-- About this exercise --
Write out the entries again. Match each one exactly.

——

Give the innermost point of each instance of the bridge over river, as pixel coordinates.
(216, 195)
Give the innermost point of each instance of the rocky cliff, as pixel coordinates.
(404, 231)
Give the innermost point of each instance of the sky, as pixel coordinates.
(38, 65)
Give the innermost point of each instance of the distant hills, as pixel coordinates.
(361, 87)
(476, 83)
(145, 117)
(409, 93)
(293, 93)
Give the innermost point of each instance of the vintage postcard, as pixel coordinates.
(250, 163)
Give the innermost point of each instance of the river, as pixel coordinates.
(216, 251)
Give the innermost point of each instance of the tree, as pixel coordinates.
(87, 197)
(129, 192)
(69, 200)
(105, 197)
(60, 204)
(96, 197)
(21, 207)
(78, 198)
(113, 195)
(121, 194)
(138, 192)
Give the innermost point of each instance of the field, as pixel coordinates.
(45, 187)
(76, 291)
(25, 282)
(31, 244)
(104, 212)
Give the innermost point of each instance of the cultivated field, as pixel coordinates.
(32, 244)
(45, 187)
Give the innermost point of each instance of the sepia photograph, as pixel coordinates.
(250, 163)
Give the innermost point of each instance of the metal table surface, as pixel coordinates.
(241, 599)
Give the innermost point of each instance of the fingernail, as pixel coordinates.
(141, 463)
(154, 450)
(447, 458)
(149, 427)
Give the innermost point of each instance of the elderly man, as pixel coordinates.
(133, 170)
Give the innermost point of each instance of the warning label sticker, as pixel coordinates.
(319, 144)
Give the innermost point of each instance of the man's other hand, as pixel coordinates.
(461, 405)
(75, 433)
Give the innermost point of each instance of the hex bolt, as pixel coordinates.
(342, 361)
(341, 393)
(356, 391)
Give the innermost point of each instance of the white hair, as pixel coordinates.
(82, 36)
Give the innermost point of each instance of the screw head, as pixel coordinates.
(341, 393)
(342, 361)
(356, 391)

——

-- Solution to this exercise --
Give the innermost point of each instance of the bridge over river, as pixel coordinates.
(216, 195)
Give the innermost point of each instance of the rocky cliff, as pixel coordinates.
(404, 231)
Give the innermost point of each instance of the sky, as pixel coordinates.
(38, 65)
Give the innermost point of each instance of the distant hills, as pixel coordinates.
(361, 87)
(476, 83)
(145, 117)
(409, 93)
(293, 93)
Give the innermost point of each instance of the vintage postcard, as pixel coordinates.
(250, 163)
Give the innermost point of each instance of the river, as pixel coordinates.
(216, 251)
Give the innermost point of each instance of the tree, as pixel coordinates.
(87, 197)
(129, 192)
(69, 200)
(105, 197)
(60, 204)
(96, 197)
(21, 207)
(78, 198)
(113, 195)
(121, 194)
(138, 192)
Give the innermost point of each instance of the field, as pixel coordinates.
(45, 187)
(76, 291)
(25, 282)
(31, 244)
(104, 212)
Give the innermost point of each instance of the cultivated field, as pixel coordinates.
(32, 244)
(45, 187)
Give the innermost point of each instance of the sepia photograph, as pixel coordinates.
(250, 163)
Give the innermost point of each instance of the metal table surface, as pixel coordinates.
(241, 599)
Give the innermost point of each instance of the fingernail, as pixel coordinates.
(141, 463)
(154, 450)
(447, 458)
(149, 427)
Give the innermost point of each instance of the elderly man, as pixel coordinates.
(133, 170)
Give the innermost point of each instance of the warning label sticker, as pixel coordinates.
(319, 144)
Give the innermost point of each instance of the man's other hand, as pixel coordinates.
(461, 405)
(75, 433)
Give the innermost point of each instance of the hex bolt, as pixel coordinates.
(342, 361)
(341, 393)
(356, 391)
Give the innermost point of each instance of the white hair, as pixel coordinates.
(82, 36)
Give the innermost point of each instance of the screw head, as pixel coordinates.
(341, 393)
(342, 361)
(356, 391)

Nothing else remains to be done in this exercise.